● **Problem to work on**: What you return should be the entries, unchanged, without their pictures.
◇ ◇ ◇ ◇ ◇ ◇ ◇
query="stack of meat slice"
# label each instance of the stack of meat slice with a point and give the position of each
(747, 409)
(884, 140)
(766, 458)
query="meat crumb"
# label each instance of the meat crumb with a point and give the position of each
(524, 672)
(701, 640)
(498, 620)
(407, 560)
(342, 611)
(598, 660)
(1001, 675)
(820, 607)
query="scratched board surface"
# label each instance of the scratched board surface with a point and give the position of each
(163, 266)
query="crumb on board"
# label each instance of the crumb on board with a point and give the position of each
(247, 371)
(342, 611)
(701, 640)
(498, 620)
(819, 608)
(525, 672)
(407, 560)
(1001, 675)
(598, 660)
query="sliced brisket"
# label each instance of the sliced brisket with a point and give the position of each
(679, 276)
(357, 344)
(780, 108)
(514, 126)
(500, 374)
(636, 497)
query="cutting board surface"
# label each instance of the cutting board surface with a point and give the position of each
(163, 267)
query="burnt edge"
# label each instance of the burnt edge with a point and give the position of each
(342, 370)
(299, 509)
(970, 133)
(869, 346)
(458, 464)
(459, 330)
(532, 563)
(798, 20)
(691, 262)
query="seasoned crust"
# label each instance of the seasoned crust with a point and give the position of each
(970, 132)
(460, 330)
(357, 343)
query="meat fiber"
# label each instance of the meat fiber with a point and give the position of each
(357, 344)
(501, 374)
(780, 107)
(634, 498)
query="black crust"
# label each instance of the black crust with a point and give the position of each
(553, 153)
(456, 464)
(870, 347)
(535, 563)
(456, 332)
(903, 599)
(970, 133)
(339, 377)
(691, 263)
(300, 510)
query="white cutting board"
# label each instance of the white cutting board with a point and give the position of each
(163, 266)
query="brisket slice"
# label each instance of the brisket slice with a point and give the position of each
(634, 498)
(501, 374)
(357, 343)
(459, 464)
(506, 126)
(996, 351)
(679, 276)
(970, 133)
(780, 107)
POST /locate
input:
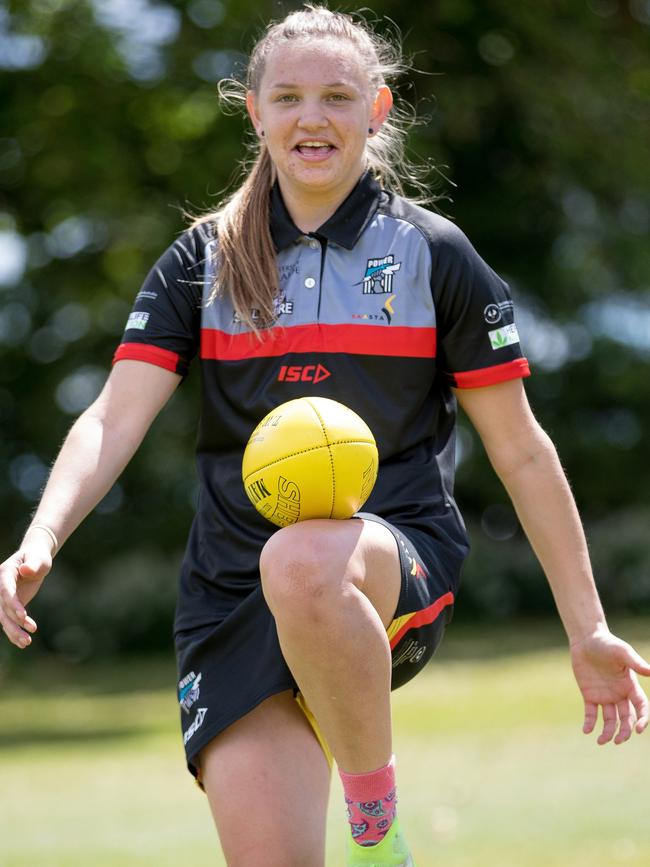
◇ ◇ ◇ ◇ ◇ ◇ ◇
● **Your response**:
query="stack of meat slice"
# label each instance of the stack of meat slice with a point and give the position of each
(747, 409)
(884, 140)
(766, 458)
query="meat crumb"
# label each instance of the meat crumb with a point and give the position of each
(524, 672)
(701, 640)
(498, 620)
(407, 560)
(342, 611)
(598, 660)
(1001, 675)
(820, 607)
query="scratched board surface"
# label each instance of the scratched board surface with a point and give the position of each
(163, 266)
query="crumb on board"
# label each instance of the crumb on board with a point and give the position of each
(247, 371)
(342, 611)
(701, 640)
(498, 620)
(819, 608)
(525, 672)
(407, 560)
(1001, 675)
(598, 660)
query="sliced brisket"
# label each instance of the sliced brisket with a point and give the position of each
(679, 276)
(357, 344)
(780, 108)
(514, 126)
(500, 374)
(636, 497)
query="cutting board surface"
# label each instance of the cutting board surface with a point and give the position of each
(163, 267)
query="burnt edge"
# label each instance of the burnt edge with a point and give the position of each
(342, 370)
(299, 509)
(970, 133)
(869, 346)
(458, 464)
(459, 330)
(532, 563)
(798, 20)
(691, 262)
query="seasoned crust"
# label each instance of the seasoned crust with a point and give the position of each
(970, 132)
(460, 330)
(357, 343)
query="meat fiber"
# label each instance of the meat fiber with a point and give the position of each
(357, 344)
(501, 374)
(780, 107)
(634, 498)
query="black crust"
# label each instance of the black crust with a point and give the position of each
(553, 153)
(456, 464)
(870, 347)
(535, 563)
(456, 332)
(903, 599)
(970, 133)
(339, 377)
(691, 263)
(300, 510)
query="white cutting board"
# label each instance of the white cutting board with a point and give the position of each
(163, 266)
query="brisket slice"
# label each instance of the brisket slice with a point and give the position of each
(634, 498)
(501, 374)
(357, 343)
(459, 464)
(506, 126)
(996, 351)
(679, 276)
(970, 133)
(780, 107)
POST /locate
input:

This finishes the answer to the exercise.